→ **DOCUMENT EXCERPT**

# The SLACM Application Model

A SLACM application consists of *components* that run inside *actors* that execute on *hosts*.
A component is an object: an instance of a class in Python, that has a single execution thread
that executes all component operations. An actor is a process that contains components, each running
its own thread. A host is a node on the network that is capable of running SLACM applications,
i.e. it has all SLACM packages installed. 
 
The SLACM application developer creates components and creates an *application model* that
represents how to application is assembled from components and how it is installed on the hosts. 
Optionally, a file containing the parameter settings for the components can be supplied, as well 
as configuration files that sets specific system configuration parameters. This package is handed
to the SLACM tool (called 'slacm_run') that runs the application.

→ **DATASET CONTENT**
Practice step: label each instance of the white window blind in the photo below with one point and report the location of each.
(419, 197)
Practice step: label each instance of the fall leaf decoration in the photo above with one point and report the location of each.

→ **PARTS OF THE EXERCISE**
[a] Reproduce the passage of the SLACM application model section from "The SLACM application developer" up to and including "on the hosts.".
[b] Carry on the SLACM application model section from its last sentence.

→ **EXERCISE RESULTS**
[a]
The SLACM application developer creates components and creates an *application model* that
represents how to application is assembled from components and how it is installed on the hosts.

[b]
## Components

A SLACM component is an object that has an execution thread, created by the framework. Components
are *reactive*: they react to messages that are sent to the component. When the framework creates 
a component it runs its constructor then it launches the component's thread that 
waits for messages sent to the component. 

A component interacts with other components in the application via a messages, which are routed
through *ports* that belong to components. A component 'owns' its port, but its port are 'wired' 
to ports of other components as described by the application model. 

A port can be of type input, output, or both. Input and 'both' type ports can be used to receive 
a message, output and 'both' type ports can be used to send a message. The component code calls 
the appropriate 'send' or 'receive' operation on the port object it owns.

A component is always reactive: it reacts to messages arriving at its input ports. Each input port
must have a corresponding *message handler* -- a method of the component object, that will be called
by the framework when a message arrives at a component. This handler **must** read (receive) the
message from the port, and *can* send messages to output (or 'both' type) ports. 

### Port types and component interactions

#### Timer port

This is an input port that sends *timer messages* to the component. It is either periodic (with a fixed
periodicity) or aperiodic (with a programmable delay). The message received on the timer port is 
a floating point number as generated by the `time.time()` function of Python.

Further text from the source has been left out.